━━ Provided data
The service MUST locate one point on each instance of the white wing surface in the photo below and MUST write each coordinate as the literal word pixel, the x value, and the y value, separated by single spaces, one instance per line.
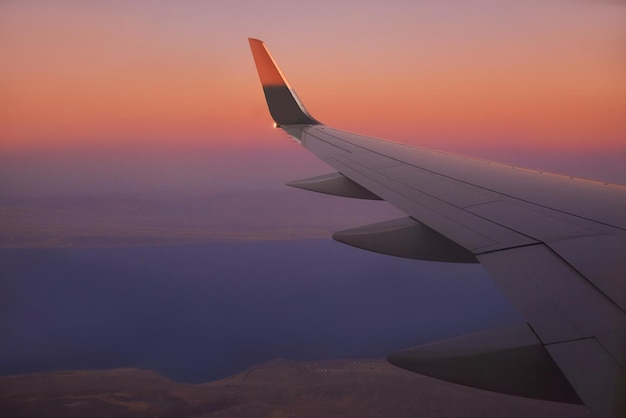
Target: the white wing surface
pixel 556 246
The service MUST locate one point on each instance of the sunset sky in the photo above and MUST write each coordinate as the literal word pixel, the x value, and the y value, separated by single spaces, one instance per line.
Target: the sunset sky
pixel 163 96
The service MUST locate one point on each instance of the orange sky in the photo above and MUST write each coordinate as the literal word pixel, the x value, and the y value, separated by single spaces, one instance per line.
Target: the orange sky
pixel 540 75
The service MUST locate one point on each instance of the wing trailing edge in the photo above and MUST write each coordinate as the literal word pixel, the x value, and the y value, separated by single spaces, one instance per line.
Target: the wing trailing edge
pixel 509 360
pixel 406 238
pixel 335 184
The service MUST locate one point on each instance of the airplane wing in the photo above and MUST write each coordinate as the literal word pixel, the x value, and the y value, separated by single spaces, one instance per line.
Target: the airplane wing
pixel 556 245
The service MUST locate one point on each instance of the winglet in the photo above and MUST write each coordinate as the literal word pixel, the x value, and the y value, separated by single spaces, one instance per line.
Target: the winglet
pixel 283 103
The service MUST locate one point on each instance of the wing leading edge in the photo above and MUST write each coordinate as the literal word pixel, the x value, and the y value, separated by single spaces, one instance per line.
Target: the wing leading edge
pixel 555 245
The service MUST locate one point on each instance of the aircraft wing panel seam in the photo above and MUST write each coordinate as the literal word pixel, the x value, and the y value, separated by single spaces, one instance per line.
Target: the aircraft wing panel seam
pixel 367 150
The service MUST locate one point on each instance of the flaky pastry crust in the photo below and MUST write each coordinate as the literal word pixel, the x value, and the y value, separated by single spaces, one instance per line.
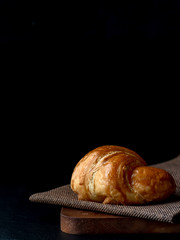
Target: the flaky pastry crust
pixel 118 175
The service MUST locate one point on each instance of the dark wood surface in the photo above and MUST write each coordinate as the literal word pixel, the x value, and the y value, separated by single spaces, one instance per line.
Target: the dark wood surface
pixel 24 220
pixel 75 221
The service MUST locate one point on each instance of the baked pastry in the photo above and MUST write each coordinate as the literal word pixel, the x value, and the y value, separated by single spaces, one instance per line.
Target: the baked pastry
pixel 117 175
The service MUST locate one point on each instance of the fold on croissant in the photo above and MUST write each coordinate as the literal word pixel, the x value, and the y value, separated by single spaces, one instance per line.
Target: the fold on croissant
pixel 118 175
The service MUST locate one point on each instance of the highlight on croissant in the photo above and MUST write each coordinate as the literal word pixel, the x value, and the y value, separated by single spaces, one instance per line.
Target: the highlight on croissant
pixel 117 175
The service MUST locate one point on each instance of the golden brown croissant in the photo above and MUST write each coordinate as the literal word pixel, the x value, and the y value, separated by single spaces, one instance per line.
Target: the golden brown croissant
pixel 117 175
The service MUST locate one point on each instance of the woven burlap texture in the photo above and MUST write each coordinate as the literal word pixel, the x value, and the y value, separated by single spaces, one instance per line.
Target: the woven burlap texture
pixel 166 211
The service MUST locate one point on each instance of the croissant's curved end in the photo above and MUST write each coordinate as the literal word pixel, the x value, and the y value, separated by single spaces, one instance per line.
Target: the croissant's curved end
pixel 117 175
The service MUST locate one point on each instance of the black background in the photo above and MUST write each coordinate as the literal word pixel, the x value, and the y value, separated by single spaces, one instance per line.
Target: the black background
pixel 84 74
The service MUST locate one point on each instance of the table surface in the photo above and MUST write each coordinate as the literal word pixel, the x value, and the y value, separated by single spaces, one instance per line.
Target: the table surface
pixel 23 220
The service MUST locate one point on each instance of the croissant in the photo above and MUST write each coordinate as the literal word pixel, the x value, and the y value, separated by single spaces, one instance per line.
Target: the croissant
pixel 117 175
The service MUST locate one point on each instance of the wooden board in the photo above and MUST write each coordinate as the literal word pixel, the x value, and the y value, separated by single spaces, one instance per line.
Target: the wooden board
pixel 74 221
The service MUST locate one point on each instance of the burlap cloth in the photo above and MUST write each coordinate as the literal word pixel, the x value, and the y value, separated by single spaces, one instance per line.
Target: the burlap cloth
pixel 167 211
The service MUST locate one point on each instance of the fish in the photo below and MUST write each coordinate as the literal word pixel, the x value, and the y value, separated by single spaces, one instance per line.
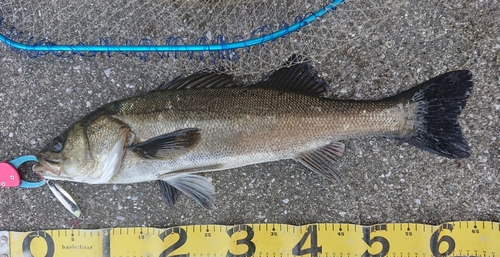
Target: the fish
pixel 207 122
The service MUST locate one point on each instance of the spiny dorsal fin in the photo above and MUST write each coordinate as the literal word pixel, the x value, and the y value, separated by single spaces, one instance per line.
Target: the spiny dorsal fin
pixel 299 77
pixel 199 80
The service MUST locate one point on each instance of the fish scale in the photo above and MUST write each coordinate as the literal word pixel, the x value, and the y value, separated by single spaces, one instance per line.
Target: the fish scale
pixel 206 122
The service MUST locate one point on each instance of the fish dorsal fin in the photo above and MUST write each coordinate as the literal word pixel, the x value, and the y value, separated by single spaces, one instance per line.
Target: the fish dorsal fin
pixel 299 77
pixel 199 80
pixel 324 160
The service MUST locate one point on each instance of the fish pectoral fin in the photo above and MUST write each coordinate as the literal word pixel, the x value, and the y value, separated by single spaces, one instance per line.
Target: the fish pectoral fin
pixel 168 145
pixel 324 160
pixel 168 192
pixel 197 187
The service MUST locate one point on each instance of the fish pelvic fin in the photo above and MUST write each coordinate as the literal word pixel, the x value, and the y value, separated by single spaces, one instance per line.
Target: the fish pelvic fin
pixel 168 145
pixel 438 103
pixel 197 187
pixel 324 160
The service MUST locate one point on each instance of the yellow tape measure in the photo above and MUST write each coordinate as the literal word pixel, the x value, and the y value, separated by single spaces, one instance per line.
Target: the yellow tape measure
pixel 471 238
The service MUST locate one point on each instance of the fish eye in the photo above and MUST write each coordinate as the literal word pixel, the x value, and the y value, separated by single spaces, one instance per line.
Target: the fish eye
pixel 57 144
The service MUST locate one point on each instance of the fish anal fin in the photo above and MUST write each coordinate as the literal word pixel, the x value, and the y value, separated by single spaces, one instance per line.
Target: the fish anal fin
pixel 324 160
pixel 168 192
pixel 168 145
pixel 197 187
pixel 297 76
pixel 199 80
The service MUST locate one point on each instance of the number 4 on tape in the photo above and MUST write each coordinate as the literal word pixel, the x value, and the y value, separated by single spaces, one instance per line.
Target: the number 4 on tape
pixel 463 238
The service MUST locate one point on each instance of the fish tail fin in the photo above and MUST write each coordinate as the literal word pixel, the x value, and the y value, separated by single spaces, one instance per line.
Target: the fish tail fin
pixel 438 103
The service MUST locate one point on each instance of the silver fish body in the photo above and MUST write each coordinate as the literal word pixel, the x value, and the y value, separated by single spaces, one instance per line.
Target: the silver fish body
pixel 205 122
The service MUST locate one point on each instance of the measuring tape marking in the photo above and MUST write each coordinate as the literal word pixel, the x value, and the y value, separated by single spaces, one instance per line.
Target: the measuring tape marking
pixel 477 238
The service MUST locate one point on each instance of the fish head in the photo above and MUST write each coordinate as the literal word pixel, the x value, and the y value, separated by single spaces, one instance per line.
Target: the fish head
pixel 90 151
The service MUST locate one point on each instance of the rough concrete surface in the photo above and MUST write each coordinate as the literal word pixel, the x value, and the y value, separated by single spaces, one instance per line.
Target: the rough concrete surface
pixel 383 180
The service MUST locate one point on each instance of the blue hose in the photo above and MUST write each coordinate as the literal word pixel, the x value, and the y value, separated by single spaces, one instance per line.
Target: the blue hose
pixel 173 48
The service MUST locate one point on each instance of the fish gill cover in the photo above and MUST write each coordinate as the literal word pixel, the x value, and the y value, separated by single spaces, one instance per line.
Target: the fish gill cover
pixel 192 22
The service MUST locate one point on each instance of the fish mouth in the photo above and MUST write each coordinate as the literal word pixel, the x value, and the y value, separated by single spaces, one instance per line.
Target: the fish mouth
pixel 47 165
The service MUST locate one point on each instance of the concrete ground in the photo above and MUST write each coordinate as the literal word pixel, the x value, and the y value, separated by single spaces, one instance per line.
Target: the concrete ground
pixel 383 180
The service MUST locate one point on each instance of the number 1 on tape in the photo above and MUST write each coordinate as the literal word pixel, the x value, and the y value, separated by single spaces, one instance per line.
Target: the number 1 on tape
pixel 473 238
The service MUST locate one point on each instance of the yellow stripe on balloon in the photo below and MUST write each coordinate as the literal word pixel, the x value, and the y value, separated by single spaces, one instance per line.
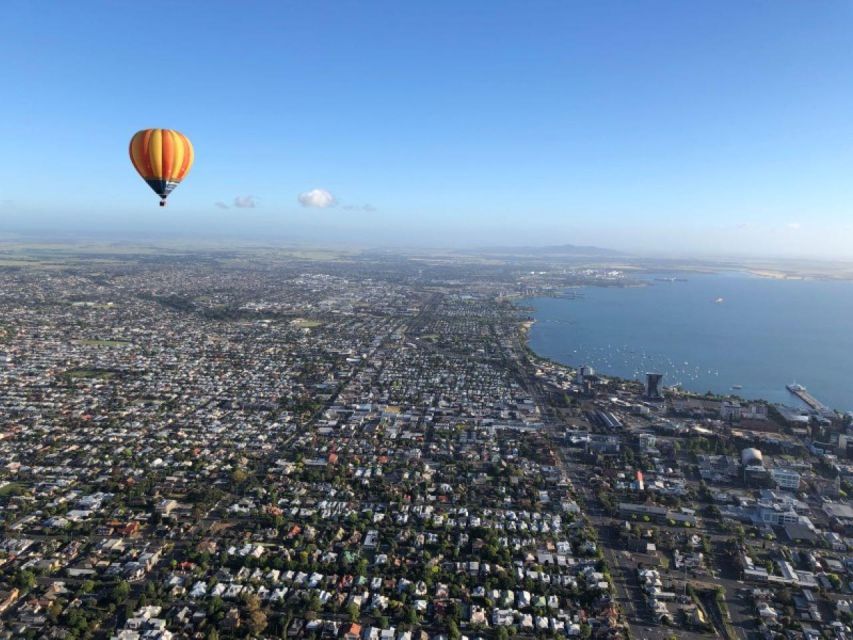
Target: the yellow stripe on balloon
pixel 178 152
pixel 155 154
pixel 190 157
━━━━
__Problem details__. Copy the lines above exactly, from the line containing "the fish in" through the line containing "pixel 207 122", both included, and leave the picture out of your copy.

__Output of the exercise__.
The service MUST locate one point on each instance of the fish in the photo below and MUST write each coordinate as the literal word pixel, the x value, and the y value, separated by single spaces, one instance per line.
Target: the fish
pixel 207 122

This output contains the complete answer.